WHAT IS ASKED: Treat the line containing "In this exercise you will annotate the man" as the first line and the final line of the material below as the last; reproduce that range exactly.

RECORDED INFORMATION:
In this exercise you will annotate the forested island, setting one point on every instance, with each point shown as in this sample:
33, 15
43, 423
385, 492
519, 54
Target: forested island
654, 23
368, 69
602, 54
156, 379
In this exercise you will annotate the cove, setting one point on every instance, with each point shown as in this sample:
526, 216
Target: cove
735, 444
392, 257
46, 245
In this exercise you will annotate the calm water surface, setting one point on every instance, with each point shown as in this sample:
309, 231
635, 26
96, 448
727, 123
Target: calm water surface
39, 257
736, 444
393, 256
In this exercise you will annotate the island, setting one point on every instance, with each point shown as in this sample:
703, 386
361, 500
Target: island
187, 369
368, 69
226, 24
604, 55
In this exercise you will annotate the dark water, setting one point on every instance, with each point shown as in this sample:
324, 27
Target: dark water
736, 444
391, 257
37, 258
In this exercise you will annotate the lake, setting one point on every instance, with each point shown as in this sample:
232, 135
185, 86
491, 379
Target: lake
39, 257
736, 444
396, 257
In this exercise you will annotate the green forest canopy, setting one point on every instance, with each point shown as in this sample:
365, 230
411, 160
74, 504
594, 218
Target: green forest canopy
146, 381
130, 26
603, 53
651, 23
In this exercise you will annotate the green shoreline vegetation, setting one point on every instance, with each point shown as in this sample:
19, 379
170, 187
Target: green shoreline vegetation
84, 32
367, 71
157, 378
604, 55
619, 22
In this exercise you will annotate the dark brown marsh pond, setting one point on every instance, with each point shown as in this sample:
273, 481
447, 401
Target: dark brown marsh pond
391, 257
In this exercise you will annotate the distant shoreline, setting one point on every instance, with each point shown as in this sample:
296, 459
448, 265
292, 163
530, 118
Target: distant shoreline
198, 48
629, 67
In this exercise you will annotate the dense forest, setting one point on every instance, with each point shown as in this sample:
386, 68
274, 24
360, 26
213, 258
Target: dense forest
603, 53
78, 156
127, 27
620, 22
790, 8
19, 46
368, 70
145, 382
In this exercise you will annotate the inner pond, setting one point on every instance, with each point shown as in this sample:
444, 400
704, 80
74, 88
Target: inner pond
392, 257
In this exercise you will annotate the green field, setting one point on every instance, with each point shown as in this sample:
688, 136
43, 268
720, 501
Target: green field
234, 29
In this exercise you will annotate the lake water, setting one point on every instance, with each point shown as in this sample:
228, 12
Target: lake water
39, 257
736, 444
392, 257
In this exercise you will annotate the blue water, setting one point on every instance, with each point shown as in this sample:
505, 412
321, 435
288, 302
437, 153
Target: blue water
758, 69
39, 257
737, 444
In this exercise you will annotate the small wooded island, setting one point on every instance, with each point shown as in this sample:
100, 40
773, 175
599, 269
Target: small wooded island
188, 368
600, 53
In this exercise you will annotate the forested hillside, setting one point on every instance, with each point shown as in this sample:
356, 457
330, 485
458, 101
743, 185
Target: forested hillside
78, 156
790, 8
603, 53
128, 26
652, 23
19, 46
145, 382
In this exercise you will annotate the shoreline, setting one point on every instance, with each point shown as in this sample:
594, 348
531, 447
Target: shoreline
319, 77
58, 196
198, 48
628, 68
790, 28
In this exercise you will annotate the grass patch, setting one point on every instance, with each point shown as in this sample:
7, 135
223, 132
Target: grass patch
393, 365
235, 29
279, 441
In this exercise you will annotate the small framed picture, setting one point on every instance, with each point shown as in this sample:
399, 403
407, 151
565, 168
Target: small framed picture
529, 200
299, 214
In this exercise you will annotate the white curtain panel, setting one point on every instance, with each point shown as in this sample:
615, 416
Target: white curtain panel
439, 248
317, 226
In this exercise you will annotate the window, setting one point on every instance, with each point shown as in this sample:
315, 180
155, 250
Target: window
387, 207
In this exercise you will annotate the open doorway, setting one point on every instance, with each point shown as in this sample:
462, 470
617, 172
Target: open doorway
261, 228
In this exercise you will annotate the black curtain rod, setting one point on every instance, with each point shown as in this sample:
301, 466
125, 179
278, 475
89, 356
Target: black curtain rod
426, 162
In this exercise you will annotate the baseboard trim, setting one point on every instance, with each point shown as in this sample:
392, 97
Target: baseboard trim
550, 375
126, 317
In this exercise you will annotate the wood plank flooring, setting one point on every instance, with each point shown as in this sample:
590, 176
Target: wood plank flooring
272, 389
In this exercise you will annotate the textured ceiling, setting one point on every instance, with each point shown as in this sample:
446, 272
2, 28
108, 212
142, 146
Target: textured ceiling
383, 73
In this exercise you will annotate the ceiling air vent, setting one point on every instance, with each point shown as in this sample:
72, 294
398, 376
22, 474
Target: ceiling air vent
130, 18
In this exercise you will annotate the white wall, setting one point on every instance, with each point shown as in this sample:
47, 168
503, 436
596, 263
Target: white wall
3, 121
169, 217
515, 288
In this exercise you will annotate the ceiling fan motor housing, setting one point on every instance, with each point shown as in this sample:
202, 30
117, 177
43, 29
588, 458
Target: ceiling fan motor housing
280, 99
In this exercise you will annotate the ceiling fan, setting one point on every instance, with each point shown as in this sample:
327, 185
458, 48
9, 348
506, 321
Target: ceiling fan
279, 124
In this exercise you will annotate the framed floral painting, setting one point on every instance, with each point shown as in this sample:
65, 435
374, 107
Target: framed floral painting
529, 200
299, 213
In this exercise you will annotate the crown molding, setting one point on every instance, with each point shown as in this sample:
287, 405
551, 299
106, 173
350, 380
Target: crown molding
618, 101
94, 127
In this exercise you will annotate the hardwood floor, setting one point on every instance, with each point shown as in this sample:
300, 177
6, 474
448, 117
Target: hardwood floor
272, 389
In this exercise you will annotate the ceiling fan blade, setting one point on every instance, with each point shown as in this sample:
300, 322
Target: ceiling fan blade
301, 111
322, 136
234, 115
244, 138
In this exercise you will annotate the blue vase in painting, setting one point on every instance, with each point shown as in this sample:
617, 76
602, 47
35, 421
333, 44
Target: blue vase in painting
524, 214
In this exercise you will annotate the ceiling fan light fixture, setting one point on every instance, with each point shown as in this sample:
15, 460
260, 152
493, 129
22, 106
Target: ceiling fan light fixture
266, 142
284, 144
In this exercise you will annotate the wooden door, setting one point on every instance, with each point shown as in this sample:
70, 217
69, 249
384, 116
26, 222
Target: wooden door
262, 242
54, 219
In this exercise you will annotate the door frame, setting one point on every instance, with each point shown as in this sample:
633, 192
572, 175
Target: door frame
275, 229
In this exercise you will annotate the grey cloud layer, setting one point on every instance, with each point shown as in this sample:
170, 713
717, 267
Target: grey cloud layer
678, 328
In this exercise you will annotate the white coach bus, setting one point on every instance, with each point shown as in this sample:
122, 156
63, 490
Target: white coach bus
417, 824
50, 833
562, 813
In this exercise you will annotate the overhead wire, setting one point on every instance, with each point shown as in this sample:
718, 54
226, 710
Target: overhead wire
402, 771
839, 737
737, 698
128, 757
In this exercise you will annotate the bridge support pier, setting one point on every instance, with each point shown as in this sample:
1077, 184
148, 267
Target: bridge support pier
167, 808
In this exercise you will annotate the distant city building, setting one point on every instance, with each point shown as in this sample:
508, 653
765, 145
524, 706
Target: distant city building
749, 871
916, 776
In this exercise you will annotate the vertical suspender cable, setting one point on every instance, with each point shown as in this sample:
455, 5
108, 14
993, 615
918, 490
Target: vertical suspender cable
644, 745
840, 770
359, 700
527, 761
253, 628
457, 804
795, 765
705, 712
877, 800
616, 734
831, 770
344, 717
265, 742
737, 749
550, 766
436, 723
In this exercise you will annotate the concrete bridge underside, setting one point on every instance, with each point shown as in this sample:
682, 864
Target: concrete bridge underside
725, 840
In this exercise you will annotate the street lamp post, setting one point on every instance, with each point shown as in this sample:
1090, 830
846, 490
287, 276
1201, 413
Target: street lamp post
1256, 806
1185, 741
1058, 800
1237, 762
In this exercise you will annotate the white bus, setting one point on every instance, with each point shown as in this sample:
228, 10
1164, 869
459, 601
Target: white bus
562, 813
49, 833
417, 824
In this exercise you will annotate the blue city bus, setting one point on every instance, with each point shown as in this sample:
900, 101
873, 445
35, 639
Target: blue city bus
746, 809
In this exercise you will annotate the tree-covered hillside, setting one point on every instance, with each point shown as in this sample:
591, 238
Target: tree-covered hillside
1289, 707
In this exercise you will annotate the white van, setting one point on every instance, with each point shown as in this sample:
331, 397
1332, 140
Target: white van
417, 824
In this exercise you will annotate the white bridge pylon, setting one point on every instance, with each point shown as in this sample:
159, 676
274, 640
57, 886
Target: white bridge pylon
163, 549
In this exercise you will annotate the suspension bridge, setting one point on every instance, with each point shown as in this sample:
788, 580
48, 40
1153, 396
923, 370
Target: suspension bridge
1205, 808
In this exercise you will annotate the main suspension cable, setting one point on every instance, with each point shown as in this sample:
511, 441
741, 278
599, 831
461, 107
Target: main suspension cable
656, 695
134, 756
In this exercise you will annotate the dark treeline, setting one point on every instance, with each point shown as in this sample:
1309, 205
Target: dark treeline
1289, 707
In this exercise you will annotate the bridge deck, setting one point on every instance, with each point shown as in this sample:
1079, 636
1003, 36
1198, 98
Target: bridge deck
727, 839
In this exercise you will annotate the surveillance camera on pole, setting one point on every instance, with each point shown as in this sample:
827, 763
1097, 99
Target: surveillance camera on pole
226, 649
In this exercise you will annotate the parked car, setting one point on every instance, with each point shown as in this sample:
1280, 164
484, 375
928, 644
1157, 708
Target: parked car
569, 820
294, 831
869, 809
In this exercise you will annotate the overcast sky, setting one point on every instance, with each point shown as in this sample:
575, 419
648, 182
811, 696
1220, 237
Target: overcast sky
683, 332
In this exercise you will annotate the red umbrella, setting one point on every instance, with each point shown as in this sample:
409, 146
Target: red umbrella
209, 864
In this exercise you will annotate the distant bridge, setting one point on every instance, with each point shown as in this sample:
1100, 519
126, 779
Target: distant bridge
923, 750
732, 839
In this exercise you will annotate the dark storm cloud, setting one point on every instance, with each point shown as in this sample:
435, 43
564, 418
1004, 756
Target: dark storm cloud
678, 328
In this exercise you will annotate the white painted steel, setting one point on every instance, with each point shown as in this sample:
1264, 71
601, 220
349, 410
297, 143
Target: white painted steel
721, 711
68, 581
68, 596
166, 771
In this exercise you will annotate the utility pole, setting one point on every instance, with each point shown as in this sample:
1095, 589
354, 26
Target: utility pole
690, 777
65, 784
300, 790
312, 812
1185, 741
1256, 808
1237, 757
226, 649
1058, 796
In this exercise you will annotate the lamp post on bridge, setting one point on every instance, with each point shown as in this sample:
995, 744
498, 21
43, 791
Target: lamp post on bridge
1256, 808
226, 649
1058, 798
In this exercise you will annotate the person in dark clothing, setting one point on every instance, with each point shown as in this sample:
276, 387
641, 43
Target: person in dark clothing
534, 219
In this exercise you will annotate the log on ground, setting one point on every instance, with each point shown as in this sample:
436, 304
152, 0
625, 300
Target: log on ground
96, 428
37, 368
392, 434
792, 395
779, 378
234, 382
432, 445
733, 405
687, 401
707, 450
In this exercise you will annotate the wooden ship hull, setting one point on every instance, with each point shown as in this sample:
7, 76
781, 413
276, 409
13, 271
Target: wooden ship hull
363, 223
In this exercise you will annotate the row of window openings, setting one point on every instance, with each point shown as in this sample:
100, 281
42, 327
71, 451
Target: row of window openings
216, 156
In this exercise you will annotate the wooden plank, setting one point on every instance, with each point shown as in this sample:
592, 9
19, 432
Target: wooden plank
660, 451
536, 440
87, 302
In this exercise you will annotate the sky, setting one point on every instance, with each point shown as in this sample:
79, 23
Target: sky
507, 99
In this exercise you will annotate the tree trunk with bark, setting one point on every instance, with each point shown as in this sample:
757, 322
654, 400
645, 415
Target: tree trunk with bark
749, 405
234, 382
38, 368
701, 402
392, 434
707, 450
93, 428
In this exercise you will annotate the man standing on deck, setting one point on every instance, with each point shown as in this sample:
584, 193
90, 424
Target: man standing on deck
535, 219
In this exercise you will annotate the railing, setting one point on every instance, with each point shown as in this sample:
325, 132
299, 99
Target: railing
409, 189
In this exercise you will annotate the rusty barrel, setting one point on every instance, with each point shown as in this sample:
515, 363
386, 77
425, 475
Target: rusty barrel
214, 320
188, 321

WRITTEN SOLUTION:
In this exercise you will annotate the man standing on deck, setting one point on every instance, with each point shown as in this sample:
584, 193
90, 424
Target: man standing on deck
535, 219
In this exercise you will annotate the railing, setting one point on every instance, with each point shown as in this sample:
325, 132
299, 99
Target: railing
409, 189
In this exercise you will annotate the rusty barrel, setting one point on every instance, with each point shown as in this sample:
515, 363
386, 77
425, 475
Target: rusty barrel
214, 320
188, 321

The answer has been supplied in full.